--- begin Passage ---

So what is the reason for this? There are mainly two reasons.

The first reason is the rise of some new models, such as specially modified CNN models and the recently popular Transformer, which currently has significant advantages over RNN in terms of application effects. This is a major reason; if the old cannot compete with the new and lacks the ability for self-revolution, it will naturally exit the historical stage, which is a natural law. As for the specific evidence of RNN’s weaker capabilities, this article will discuss later, so I won’t elaborate here. Of course, there are still a considerable number of RNN loyalists among technical personnel, and this group is unlikely to easily give up a once-popular star model, so they are thinking of or have thought of some improvement methods to extend RNN’s life. What these methods are and whether they are effective will be discussed later.

Another serious obstacle to RNN’s continued popularity is: RNN’s sequential dependency structure is quite unfriendly to large-scale parallel computing. Simply put, RNN has difficulty achieving efficient parallel computing capabilities. At first glance, this may not seem like a big problem, but it is actually quite serious. If you are only satisfied with publishing a paper by modifying RNN, this is indeed not a big problem. However, when it comes to technical selection in the industry, it is unlikely to choose a slow model when there are much faster models available. A model that lacks practical application to support its existence value will face a bleak future, and even a simple mind can deduce this answer.

--- end Passage ---
--- begin Raw data ---

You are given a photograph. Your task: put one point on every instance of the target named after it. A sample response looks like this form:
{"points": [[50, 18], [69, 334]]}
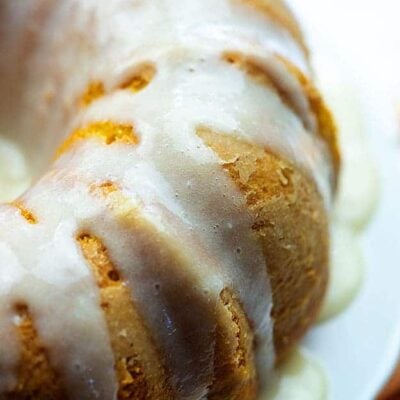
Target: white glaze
{"points": [[164, 177]]}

--- end Raw data ---

*Required work*
1 > Edit the part of the RNN passage that opens with the words containing "The first reason" and closes with "be discussed later.", replacing "Transformer" with "Transformer architecture".
2 > Which newer models does the RNN passage name as rivals to RNN?
3 > According to the RNN passage, why is industry unlikely to select RNN?
The data come from a separate source.

*Answers to each task*
1 >
The first reason is the rise of some new models, such as specially modified CNN models and the recently popular Transformer architecture, which currently has significant advantages over RNN in terms of application effects. This is a major reason; if the old cannot compete with the new and lacks the ability for self-revolution, it will naturally exit the historical stage, which is a natural law. As for the specific evidence of RNN’s weaker capabilities, this article will discuss later, so I won’t elaborate here. Of course, there are still a considerable number of RNN loyalists among technical personnel, and this group is unlikely to easily give up a once-popular star model, so they are thinking of or have thought of some improvement methods to extend RNN’s life. What these methods are and whether they are effective will be discussed later.

2 > Specially modified CNN models and the Transformer.

3 > RNN's sequential dependency structure makes efficient large-scale parallel computing difficult, so the model is slow. When choosing technology, industry is unlikely to pick a slow model when much faster ones are available.